* [Set problem]: Recast the items below as a Markdown table with the columns "No." and "Text". Give each line its own numbered row, leave out blank lines, and include only the lines from the one containing "of the black" through the end of the items.

* [Data to use]:

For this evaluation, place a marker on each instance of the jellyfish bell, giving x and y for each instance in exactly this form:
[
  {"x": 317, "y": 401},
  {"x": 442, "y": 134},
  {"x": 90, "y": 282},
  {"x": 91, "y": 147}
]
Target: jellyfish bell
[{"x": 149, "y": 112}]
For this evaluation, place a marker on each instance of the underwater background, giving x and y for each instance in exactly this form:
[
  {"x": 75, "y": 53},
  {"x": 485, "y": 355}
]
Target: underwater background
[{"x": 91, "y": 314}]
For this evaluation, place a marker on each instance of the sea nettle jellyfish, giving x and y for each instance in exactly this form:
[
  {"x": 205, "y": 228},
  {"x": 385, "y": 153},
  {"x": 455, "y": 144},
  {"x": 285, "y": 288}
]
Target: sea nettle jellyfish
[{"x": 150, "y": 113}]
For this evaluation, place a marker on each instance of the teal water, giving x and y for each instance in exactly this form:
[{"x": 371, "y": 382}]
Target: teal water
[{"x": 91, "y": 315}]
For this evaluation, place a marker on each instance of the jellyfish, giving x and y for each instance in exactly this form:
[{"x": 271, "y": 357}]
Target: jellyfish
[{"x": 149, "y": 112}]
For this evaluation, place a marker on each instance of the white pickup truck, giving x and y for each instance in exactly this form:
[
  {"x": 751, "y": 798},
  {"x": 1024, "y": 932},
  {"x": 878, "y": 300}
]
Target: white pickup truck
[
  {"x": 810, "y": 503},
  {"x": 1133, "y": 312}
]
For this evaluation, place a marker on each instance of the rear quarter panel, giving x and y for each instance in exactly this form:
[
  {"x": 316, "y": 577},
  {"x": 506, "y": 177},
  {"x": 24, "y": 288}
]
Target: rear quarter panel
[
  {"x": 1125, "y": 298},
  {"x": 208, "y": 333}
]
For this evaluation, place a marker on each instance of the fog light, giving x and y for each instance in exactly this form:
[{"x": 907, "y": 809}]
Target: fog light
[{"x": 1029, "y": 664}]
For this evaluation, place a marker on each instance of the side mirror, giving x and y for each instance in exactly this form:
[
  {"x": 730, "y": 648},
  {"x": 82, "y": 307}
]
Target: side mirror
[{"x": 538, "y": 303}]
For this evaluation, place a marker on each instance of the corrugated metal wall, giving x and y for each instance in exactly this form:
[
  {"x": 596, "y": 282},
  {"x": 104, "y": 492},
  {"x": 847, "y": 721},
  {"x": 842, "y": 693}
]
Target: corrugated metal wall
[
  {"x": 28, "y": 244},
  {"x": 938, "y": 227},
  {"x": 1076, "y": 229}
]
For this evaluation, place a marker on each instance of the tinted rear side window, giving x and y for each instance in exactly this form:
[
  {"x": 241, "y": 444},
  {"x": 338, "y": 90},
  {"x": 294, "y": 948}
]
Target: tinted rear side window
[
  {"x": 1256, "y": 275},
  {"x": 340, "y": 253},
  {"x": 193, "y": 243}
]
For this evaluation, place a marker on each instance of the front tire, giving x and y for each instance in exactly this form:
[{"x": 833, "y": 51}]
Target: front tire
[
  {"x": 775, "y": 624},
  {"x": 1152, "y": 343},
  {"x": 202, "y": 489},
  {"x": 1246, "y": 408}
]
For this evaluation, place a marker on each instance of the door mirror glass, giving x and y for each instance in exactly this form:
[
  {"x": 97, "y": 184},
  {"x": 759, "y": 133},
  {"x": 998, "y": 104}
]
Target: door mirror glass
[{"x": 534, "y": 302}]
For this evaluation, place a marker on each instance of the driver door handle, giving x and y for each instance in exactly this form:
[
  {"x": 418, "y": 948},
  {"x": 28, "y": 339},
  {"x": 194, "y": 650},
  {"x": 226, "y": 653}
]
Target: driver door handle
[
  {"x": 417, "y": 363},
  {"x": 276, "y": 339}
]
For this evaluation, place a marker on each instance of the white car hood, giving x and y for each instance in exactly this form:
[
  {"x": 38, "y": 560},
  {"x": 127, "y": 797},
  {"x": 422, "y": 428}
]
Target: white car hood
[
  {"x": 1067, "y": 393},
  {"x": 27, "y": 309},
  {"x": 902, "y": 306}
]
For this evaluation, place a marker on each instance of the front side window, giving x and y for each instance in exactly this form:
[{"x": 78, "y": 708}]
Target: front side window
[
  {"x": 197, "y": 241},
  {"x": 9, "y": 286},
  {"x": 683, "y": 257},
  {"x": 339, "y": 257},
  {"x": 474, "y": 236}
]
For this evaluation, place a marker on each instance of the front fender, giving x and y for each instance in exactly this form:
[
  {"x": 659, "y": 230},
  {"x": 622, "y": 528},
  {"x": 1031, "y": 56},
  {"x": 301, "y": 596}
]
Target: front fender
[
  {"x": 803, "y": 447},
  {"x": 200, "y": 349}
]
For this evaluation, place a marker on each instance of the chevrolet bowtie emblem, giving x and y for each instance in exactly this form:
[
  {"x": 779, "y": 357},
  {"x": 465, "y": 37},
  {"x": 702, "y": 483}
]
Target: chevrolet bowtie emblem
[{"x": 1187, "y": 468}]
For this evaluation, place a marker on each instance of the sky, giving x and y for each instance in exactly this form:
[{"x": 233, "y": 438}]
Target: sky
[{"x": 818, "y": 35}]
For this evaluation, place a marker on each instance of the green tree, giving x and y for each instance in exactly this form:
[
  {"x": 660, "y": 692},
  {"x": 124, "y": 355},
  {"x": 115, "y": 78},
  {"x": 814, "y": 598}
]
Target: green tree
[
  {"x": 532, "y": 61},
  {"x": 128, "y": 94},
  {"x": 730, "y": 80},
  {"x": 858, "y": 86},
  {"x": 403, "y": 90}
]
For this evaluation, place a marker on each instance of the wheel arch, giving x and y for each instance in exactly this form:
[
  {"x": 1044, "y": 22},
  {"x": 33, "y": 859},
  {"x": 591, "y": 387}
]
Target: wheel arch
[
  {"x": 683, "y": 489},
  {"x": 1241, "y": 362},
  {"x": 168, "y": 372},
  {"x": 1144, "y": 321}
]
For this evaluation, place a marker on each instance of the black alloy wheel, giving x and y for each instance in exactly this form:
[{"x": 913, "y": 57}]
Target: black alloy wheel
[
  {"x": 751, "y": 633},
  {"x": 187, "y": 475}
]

* [The solution]:
| No. | Text |
|---|---|
| 1 | For this evaluation, place a marker on each instance of the black alloy wheel, giving x and y for each instance in exactly this form: |
| 2 | [{"x": 913, "y": 57}] |
| 3 | Target: black alloy wheel |
| 4 | [ |
| 5 |   {"x": 751, "y": 633}, |
| 6 |   {"x": 187, "y": 475} |
| 7 | ] |